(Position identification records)
===
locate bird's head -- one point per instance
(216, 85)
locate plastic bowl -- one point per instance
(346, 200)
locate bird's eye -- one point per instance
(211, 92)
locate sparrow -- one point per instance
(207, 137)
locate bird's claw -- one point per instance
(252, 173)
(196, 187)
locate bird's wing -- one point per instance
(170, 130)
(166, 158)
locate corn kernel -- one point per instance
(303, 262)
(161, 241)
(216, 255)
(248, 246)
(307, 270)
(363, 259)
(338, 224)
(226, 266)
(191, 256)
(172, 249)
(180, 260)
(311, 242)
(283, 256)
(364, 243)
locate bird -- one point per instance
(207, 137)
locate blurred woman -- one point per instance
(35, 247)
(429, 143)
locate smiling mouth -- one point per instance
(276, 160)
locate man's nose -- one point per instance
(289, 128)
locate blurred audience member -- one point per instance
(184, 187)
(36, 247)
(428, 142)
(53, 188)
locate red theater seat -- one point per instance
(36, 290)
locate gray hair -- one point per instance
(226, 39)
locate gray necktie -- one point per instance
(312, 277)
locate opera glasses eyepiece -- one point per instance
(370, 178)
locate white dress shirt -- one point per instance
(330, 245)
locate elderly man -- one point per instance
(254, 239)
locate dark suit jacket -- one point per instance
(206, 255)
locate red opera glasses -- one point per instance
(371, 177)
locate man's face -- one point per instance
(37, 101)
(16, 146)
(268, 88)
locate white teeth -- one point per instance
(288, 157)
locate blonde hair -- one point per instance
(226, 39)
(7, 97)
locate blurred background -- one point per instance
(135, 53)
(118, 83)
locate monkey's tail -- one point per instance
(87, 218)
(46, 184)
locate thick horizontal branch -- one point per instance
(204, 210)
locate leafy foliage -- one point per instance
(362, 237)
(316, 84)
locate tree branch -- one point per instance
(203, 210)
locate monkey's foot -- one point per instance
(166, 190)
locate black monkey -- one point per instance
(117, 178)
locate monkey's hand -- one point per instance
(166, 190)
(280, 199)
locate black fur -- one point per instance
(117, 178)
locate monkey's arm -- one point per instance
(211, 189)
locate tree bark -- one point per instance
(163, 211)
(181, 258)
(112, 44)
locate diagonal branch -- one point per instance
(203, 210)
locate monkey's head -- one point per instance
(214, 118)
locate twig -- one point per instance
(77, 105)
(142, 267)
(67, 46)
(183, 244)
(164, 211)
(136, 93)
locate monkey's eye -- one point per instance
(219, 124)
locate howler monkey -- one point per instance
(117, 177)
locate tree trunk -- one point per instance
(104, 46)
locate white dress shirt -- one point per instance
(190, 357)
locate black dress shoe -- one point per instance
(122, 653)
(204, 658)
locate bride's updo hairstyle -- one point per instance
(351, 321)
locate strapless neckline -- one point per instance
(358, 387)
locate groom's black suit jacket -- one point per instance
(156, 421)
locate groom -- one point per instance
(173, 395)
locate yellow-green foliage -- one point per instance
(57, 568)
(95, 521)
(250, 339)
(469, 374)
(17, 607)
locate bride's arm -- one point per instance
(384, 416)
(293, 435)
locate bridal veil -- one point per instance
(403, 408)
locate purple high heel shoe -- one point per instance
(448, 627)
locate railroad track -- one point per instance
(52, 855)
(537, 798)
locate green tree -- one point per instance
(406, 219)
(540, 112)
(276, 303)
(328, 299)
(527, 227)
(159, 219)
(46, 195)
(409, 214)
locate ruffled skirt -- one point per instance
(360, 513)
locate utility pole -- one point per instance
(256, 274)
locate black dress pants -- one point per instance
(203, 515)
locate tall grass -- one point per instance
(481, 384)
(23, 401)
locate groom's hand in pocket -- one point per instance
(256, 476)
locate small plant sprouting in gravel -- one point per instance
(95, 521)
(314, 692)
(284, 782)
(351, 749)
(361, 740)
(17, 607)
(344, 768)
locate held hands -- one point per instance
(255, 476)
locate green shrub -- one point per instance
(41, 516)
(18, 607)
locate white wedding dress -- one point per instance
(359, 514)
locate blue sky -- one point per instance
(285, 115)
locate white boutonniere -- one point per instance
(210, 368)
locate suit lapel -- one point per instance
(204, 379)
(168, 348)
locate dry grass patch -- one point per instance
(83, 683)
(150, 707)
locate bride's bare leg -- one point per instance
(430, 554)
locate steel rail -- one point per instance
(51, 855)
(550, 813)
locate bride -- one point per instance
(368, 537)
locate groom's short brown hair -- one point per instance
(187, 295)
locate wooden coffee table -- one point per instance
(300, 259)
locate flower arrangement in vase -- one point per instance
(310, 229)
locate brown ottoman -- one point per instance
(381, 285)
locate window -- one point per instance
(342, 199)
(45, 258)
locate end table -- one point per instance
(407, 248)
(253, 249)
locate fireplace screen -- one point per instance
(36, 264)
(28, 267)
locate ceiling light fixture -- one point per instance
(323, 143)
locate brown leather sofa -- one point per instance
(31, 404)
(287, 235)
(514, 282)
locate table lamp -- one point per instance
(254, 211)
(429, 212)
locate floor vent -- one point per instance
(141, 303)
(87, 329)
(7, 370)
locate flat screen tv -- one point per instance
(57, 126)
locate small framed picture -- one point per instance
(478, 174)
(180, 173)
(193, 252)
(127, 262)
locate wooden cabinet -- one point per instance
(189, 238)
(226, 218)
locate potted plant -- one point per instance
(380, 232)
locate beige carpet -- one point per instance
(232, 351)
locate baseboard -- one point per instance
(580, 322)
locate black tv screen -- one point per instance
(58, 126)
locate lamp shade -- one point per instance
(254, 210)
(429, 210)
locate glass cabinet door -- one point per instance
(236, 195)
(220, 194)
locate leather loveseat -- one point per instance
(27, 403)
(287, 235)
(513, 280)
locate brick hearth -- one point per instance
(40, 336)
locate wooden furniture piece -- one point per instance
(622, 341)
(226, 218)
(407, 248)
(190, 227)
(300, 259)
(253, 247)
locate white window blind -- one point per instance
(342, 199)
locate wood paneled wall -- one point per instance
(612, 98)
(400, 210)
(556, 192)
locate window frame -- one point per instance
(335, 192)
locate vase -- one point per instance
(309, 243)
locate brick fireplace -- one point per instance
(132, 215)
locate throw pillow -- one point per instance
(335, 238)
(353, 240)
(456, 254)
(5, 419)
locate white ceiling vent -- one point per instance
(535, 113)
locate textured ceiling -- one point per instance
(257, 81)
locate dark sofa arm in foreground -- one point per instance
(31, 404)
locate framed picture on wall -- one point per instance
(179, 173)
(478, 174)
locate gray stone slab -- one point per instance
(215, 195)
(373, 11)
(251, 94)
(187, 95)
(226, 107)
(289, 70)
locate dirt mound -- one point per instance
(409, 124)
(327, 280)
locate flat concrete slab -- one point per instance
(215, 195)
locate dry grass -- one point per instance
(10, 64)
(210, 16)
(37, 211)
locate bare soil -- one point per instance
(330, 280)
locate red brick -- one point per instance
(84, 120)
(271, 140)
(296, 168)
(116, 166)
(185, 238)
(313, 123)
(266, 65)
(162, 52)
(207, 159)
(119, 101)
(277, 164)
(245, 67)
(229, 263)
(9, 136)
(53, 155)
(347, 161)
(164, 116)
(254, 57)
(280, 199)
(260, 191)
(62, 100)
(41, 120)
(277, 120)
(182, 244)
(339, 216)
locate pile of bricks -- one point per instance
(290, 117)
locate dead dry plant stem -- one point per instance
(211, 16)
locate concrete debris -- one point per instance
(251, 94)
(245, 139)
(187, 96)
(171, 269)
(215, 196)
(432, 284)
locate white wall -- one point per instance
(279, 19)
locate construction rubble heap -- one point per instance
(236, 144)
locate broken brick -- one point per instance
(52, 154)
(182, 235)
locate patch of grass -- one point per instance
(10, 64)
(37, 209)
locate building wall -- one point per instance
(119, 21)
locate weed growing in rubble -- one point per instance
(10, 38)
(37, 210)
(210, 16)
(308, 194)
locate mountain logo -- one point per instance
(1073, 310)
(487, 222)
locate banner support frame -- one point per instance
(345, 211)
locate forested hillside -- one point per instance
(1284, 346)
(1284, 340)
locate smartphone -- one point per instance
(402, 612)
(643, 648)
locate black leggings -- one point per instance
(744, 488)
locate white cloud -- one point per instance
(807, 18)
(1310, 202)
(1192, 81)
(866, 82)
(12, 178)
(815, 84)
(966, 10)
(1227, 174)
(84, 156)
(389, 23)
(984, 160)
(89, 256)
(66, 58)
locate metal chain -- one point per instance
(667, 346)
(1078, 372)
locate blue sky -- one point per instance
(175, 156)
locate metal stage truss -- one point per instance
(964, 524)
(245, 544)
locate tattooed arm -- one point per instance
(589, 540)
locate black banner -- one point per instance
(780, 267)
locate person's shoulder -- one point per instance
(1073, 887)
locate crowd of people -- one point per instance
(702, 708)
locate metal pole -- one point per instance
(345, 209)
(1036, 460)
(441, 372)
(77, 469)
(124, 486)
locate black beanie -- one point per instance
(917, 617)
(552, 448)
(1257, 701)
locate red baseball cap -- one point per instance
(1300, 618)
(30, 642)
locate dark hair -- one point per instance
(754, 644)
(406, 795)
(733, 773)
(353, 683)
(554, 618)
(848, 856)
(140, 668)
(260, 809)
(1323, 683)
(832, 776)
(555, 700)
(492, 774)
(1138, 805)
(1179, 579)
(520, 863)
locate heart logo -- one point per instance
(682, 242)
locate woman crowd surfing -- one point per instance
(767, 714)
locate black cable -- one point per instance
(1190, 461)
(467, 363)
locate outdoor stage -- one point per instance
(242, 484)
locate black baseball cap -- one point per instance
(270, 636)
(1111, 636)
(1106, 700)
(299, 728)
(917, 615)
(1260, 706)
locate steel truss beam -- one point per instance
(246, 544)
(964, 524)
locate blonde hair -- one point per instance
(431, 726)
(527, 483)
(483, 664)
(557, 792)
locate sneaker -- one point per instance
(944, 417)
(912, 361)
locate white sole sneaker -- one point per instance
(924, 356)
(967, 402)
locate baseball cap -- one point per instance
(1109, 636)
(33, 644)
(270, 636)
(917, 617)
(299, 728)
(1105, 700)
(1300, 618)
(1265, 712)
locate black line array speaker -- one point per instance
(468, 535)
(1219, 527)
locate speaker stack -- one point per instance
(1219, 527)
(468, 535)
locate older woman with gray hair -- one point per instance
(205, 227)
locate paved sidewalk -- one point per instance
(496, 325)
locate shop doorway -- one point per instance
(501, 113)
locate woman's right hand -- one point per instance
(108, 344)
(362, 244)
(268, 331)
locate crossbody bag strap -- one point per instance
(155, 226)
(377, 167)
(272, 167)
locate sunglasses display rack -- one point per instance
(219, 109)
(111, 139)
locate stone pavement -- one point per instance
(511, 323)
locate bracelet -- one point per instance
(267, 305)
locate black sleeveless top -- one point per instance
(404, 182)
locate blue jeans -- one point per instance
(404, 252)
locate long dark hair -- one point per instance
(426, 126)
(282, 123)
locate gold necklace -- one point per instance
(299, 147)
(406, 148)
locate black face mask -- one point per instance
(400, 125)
===
● WHAT YOU SHOULD DO
Repeat exactly the lines from the line containing "locate steel truss" through the end of the listing above; both boundary lines are part of the output.

● THE OUTPUT
locate steel truss beam -- one point per instance
(246, 544)
(964, 524)
locate blonde hair -- one point per instance
(431, 726)
(527, 483)
(483, 664)
(557, 792)
locate sneaker -- one point per instance
(944, 417)
(912, 361)
locate white sole sneaker -- one point per instance
(924, 356)
(967, 402)
locate baseball cap -- one point per instance
(1109, 636)
(33, 644)
(270, 636)
(917, 617)
(299, 728)
(1105, 700)
(1300, 618)
(1265, 712)
locate black line array speaker -- one point per instance
(468, 535)
(1219, 527)
locate speaker stack -- one point per instance
(1219, 527)
(468, 535)
locate older woman with gray hair -- one point per instance
(205, 227)
locate paved sidewalk -- one point per instance
(496, 325)
locate shop doorway -- one point per instance
(501, 113)
locate woman's right hand -- one point per instance
(108, 344)
(362, 244)
(268, 331)
locate crossbody bag strap -- one point per instance
(155, 226)
(377, 167)
(272, 167)
locate sunglasses display rack -- one point per instance
(219, 109)
(111, 139)
locate stone pavement -- one point per instance
(511, 323)
locate bracelet -- one point per instance
(267, 305)
locate black sleeveless top -- one point per instance
(404, 182)
locate blue jeans -- one point per instance
(404, 252)
locate long dark hair -- one point per instance
(426, 126)
(282, 123)
locate gold necklace -- one point per instance
(299, 147)
(406, 148)
locate black face mask -- one point per instance
(400, 125)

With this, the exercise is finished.